(Lines from a point labeling set)

*-*-*

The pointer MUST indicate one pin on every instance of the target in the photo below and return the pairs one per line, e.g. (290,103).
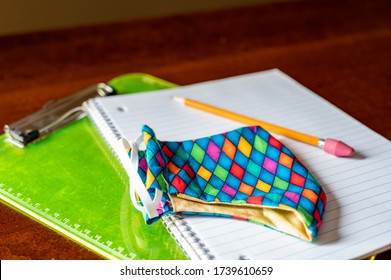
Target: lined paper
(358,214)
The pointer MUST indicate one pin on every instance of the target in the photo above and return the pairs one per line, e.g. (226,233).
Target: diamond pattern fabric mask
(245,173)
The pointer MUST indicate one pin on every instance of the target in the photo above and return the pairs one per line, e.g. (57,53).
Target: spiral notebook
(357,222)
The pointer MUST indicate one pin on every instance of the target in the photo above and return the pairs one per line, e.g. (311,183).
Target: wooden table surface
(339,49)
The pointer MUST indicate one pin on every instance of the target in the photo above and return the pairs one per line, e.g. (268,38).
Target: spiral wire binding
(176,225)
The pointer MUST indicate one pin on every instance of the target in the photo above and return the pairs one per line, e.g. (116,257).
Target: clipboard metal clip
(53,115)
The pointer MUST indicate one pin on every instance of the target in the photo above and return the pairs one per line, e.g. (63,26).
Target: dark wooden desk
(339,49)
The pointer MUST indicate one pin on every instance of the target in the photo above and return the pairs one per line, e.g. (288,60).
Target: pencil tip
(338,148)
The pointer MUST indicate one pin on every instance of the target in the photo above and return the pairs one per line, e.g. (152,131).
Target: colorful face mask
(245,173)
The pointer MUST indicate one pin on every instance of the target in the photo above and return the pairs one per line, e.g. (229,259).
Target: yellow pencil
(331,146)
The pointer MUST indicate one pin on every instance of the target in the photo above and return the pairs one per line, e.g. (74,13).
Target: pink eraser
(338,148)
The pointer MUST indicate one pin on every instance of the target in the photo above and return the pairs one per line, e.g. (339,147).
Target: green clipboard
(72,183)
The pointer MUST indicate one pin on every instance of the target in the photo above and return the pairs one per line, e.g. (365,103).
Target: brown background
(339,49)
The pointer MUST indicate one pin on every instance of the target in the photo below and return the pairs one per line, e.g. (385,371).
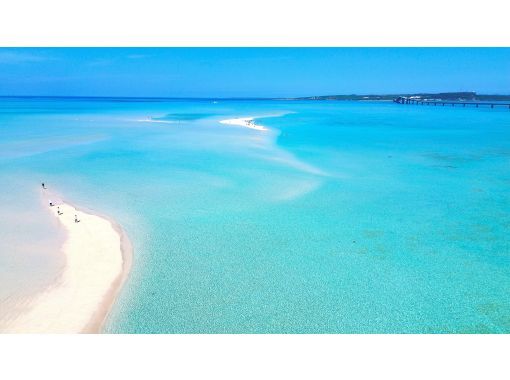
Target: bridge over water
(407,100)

*-*-*

JOB => Copy out the lines above, starting with the line that contains "line, e.g. (229,259)." and continuing through the last line. Leave the pictures out.

ANSWER TO THE PROBLEM =>
The pointer MUST indicate one pin on every instance of the target in the photo above and return the pairs one per line, e.g. (229,259).
Target: yellow pencil
(331,146)
The pointer MUST indicate one pin on every instance of the target in the photo above and return the pairs one per line, e.g. (74,13).
Target: pink eraser
(338,148)
The pointer MUST indicate one pin on every instance of the target in the photo above and return the pairs one per line, e.g. (339,147).
Target: green clipboard
(72,183)
The pointer MUST indicate one pin on every instance of the target in the photo above and return the pairs one per line, e.g. (365,103).
Target: brown background
(339,49)
The pointer MUST indicate one pin on every instance of the target in the photo below and return the pairs one per line, e.g. (385,371).
Target: bridge over water
(407,100)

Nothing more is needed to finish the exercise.